[Begin SUPPLIED MATERIAL]
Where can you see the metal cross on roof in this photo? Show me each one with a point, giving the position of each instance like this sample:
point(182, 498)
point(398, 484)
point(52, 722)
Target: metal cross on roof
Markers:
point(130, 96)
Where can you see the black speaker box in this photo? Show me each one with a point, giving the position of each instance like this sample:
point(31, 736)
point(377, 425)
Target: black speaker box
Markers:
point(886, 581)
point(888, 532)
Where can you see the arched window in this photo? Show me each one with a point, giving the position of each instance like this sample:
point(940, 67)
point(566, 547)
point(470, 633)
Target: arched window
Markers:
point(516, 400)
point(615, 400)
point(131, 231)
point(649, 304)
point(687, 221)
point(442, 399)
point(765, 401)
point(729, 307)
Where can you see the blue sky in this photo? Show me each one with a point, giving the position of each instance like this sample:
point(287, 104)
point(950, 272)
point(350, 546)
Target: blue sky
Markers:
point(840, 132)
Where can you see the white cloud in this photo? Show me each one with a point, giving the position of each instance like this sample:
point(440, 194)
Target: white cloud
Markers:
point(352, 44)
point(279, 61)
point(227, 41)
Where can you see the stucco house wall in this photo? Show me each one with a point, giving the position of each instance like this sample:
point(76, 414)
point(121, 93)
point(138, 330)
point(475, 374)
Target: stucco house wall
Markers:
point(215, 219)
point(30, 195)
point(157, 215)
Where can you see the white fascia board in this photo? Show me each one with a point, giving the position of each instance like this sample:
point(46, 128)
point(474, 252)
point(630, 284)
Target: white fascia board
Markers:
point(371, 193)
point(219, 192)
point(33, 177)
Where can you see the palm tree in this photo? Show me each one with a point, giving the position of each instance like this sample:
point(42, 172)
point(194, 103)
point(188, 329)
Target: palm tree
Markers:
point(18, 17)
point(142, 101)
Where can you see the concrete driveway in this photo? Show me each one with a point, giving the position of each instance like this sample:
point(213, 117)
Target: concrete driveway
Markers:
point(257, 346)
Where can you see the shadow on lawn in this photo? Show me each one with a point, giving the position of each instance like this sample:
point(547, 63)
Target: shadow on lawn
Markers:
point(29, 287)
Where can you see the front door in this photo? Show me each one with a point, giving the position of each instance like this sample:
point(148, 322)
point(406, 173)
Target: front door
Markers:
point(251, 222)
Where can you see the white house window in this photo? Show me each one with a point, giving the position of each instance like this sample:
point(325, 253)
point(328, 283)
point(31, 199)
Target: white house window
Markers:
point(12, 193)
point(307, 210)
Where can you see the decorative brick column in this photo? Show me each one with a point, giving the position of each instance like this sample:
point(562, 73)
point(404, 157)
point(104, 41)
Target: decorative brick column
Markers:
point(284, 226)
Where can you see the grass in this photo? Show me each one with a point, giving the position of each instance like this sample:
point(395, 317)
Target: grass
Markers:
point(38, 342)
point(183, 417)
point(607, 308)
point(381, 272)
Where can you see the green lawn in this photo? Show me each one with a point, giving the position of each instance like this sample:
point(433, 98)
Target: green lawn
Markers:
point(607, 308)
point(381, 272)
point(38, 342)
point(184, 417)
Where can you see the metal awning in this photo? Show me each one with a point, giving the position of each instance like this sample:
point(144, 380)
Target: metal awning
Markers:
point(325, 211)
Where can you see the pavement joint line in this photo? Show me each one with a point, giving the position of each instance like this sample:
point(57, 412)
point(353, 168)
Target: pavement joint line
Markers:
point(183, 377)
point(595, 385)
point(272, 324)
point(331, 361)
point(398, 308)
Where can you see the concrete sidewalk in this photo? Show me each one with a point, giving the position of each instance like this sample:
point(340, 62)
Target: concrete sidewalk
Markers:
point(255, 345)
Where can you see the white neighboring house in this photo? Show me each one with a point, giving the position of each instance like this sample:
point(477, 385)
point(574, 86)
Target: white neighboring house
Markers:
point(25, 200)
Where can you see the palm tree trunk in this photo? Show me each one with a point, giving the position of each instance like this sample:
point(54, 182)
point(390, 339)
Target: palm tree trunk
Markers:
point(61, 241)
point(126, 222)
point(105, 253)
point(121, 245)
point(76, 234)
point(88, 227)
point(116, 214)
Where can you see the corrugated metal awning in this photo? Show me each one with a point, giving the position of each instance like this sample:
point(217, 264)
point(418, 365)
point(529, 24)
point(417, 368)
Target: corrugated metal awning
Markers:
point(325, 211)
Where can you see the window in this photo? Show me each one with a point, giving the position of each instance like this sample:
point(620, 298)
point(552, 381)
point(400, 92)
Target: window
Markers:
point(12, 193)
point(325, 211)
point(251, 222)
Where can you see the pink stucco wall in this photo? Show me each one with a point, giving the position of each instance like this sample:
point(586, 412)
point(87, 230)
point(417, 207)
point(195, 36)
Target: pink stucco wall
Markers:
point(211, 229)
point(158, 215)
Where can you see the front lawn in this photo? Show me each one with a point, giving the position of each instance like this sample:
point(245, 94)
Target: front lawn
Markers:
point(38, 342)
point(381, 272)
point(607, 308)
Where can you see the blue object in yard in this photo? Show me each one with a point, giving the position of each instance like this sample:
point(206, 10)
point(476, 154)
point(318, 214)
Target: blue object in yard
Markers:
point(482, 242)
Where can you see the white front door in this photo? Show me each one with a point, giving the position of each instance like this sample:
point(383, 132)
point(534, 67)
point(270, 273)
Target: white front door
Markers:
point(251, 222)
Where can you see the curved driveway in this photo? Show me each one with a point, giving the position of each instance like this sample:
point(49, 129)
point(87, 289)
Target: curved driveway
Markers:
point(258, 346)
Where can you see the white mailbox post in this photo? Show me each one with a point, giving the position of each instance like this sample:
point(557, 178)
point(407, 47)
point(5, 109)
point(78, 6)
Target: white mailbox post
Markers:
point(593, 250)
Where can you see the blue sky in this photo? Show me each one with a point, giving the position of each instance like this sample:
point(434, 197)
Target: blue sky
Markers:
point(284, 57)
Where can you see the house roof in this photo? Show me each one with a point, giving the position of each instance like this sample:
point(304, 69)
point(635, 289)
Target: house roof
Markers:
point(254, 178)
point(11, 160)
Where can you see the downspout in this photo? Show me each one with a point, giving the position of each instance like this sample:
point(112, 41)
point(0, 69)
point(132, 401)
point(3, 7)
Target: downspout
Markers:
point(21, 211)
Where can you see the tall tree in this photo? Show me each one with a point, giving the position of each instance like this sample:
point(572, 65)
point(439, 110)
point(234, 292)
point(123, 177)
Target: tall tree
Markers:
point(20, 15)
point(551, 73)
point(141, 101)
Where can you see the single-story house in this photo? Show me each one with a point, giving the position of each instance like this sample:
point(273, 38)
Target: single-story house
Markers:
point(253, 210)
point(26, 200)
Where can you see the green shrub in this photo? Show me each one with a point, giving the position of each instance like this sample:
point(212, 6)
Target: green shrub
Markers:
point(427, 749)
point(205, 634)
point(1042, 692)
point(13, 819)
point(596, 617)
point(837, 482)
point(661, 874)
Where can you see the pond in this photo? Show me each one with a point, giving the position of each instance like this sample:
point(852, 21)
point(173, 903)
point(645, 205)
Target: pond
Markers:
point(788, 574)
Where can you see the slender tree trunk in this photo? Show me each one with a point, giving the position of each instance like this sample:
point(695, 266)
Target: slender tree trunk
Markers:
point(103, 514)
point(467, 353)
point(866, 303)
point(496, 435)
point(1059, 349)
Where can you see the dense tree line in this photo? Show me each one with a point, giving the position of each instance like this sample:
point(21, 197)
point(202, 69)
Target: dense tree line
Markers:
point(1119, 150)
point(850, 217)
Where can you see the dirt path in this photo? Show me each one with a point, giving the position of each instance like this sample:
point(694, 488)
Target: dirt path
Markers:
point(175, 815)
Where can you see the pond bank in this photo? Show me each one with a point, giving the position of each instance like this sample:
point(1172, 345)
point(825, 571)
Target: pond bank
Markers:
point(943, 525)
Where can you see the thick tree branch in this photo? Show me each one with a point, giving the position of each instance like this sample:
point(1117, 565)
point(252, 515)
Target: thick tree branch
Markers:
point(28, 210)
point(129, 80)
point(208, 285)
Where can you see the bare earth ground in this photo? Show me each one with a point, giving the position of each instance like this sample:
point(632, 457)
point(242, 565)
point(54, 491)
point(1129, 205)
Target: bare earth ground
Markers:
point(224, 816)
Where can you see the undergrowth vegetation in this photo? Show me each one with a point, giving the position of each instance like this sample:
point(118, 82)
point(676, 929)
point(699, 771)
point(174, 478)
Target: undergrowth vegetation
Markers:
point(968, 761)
[End SUPPLIED MATERIAL]
◆ EXERCISE GOAL ◆
Copy the rows word for word, starting at the first line and ending with the line that contains "point(157, 215)", including that line.

◆ TASK SOLUTION ◆
Where can you see the metal cross on roof in this photo? Show me each one with a point, giving the position of each instance like this sample:
point(182, 498)
point(398, 484)
point(52, 722)
Target: metal cross on roof
Markers:
point(130, 96)
Where can you see the black speaker box in this photo? Show me each one with a point, giving the position of each instance like this sample:
point(31, 736)
point(377, 425)
Target: black speaker box
Markers:
point(886, 581)
point(888, 532)
Where can you see the arched window in this photo? Show me each one with a point, giving the position of each instance like this sample:
point(940, 67)
point(566, 547)
point(470, 633)
Target: arched window
Markers:
point(516, 400)
point(615, 400)
point(131, 231)
point(649, 304)
point(687, 221)
point(442, 399)
point(765, 401)
point(729, 307)
Where can you see the blue sky in this photo? Show me each one with a point, giving the position of each instance like this sample:
point(287, 104)
point(950, 272)
point(350, 546)
Target: blue sky
Markers:
point(840, 132)
Where can you see the white cloud in this photo? Show me each one with a point, giving the position of each instance like this sample:
point(440, 194)
Target: white cloud
Markers:
point(352, 44)
point(279, 61)
point(227, 41)
Where can you see the stucco house wall in this photo? Show me each one with a point, giving the position of each instance like this sample:
point(76, 414)
point(121, 93)
point(138, 330)
point(475, 374)
Target: stucco house wall
Markers:
point(215, 219)
point(30, 195)
point(157, 215)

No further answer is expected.